* [Collection entries]
______

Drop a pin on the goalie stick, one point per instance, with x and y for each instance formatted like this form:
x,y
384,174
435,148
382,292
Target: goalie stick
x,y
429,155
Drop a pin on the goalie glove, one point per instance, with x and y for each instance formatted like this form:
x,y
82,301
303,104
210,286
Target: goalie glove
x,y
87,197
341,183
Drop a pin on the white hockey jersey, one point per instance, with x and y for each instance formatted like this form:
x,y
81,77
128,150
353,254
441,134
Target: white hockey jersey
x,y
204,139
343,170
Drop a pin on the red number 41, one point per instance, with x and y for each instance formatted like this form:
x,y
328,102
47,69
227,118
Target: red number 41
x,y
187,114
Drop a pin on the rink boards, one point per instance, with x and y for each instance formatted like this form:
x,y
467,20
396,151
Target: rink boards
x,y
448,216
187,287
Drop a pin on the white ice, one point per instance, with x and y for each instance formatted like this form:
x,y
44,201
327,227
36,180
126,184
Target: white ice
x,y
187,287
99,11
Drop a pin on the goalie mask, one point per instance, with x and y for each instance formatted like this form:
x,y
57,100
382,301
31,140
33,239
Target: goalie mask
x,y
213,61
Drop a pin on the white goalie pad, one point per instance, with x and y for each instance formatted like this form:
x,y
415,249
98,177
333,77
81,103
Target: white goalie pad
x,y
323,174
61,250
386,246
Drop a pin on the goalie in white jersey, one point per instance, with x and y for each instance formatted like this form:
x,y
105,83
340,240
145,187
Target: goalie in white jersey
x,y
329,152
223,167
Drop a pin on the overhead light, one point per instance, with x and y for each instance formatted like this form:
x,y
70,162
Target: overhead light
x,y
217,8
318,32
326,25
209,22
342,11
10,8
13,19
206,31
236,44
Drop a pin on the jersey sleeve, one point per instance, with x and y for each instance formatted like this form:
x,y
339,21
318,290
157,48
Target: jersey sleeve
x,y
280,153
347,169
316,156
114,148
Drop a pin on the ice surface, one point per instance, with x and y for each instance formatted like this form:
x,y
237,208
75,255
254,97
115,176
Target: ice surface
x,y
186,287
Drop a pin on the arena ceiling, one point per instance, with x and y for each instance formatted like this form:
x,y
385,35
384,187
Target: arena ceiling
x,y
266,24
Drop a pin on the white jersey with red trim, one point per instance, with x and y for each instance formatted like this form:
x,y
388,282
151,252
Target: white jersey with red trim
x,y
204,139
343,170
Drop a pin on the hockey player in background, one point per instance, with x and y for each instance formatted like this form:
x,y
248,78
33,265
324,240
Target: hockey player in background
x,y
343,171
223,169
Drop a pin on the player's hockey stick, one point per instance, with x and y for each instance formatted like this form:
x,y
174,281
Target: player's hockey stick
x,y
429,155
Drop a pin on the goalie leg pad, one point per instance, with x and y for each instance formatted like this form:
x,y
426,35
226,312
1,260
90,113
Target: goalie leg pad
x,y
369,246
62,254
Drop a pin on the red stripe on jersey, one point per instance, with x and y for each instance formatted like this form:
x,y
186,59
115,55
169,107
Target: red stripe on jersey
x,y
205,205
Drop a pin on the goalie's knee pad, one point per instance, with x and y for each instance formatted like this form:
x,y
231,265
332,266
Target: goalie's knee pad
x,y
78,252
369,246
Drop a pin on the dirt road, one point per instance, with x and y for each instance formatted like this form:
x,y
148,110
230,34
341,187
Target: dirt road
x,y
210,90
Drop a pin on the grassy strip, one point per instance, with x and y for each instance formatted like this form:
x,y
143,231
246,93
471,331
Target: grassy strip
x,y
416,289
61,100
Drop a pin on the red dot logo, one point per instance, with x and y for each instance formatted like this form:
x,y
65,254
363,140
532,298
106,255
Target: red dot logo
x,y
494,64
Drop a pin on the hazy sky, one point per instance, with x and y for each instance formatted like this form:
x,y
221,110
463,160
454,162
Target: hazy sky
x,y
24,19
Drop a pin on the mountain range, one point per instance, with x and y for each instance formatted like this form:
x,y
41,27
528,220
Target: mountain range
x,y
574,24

______

* [Exercise brief]
Retype every line of the data above exactly.

* [Task result]
Drop a pin on the goalie stick, one point per instance, with x and y for each instance formatted like this form:
x,y
384,174
435,148
382,292
Target: goalie stick
x,y
429,155
Drop a pin on the goalie glove, one point per instance, with x and y for each instance formatted like this form:
x,y
82,301
303,104
210,286
Target: goalie glove
x,y
87,197
341,183
Drop a pin on the white hockey jersey, one point per instance, with x and y for each instance formatted like this form:
x,y
81,77
128,150
353,254
441,134
Target: white hockey jersey
x,y
204,139
343,170
Drop a pin on the red number 41, one point per instance, with x and y for each instance formatted like this form:
x,y
328,102
47,69
227,118
Target: red number 41
x,y
187,114
Drop a pin on the rink boards, one point per instance, with x and y for each instance formatted like this form:
x,y
467,20
396,151
Target: rink boards
x,y
448,216
187,287
Drop a pin on the white ice, one point per instance, with x and y for each instance formatted like this form:
x,y
44,201
327,227
36,180
126,184
Target: white ice
x,y
187,287
99,11
Drop a pin on the goalie mask, one point per instance, with x and y for each instance formatted like this form:
x,y
57,100
382,301
31,140
33,239
Target: goalie mask
x,y
213,61
Drop a pin on the white goalie pad, one point per instance, with x and y for each instance formatted like this form:
x,y
415,249
98,177
333,77
81,103
Target: white goalie pad
x,y
323,174
61,250
386,246
Drop a pin on the goalie in white jersey, one point per instance, with x and y for each instance formatted like this form:
x,y
105,83
340,240
145,187
Target: goalie in white jersey
x,y
329,152
223,167
Drop a pin on the overhead light, one point per instance, with x and y for each instance formatted like this form:
x,y
70,162
Target: overhead light
x,y
217,8
318,32
326,25
209,22
342,11
10,8
13,19
206,31
236,44
Drop a pin on the jersey sleeve, one point per instance, with x and y for each instance formatted like this form:
x,y
339,21
318,290
157,48
Target: jersey sleeve
x,y
280,153
347,169
316,156
114,148
Drop a pin on the ice surface, one point per instance, with x and y for each instance formatted like this form:
x,y
237,208
75,255
254,97
115,176
Target: ice surface
x,y
186,287
Drop a pin on the arena ceiling, one point per instance, with x and y for each instance formatted like this form:
x,y
385,35
384,187
Target: arena ceiling
x,y
266,24
Drop a pin on the white jersey with red trim, one point per instance, with x and y for each instance formatted like this form:
x,y
388,282
151,252
Target: white jersey with red trim
x,y
204,139
343,170
Drop a pin on the hockey player in background, one point per instance, with x and y for each instance formatted like this form:
x,y
248,78
33,265
324,240
Target: hockey player in background
x,y
343,171
223,169
Drop a pin on the player's hockey stick, one point per instance, with x and y for each instance formatted like this form:
x,y
174,281
Target: player's hockey stick
x,y
429,155
Drop a pin on the goalie leg pad, one point per instance, with x and y for each instance formatted like this form:
x,y
426,35
226,312
1,260
90,113
Target: goalie leg pad
x,y
369,246
62,254
Drop a pin on the red stripe on jersey, one point per instance, with x and y for each instance formatted like this form:
x,y
186,59
115,55
169,107
Target: red stripe on jersey
x,y
205,205
Drop a pin on the goalie's knee pad, one point per instance, with x and y for each instance formatted like this form:
x,y
231,265
332,266
Target: goalie's knee pad
x,y
78,252
369,246
Drop a pin on the dirt road, one point per instance, with x and y for each instance formatted like this form:
x,y
148,110
230,34
341,187
Target: dirt road
x,y
210,90
Drop a pin on the grassy strip, one point per instance, with x and y for each instance formatted like this form:
x,y
143,231
246,93
471,331
Target: grassy strip
x,y
416,289
61,100
Drop a pin on the red dot logo, one point per instance, with x and y for each instance formatted like this form:
x,y
65,254
363,140
532,298
106,255
Target: red dot logo
x,y
494,64
Drop a pin on the hazy sky, one point per instance, with x and y for each instance formatted like this form:
x,y
221,110
463,160
454,162
Target: hazy sky
x,y
24,19
Drop a pin on the mountain range, one point per instance, with x and y for each instance formatted like this form:
x,y
41,27
528,220
Target: mountain range
x,y
574,24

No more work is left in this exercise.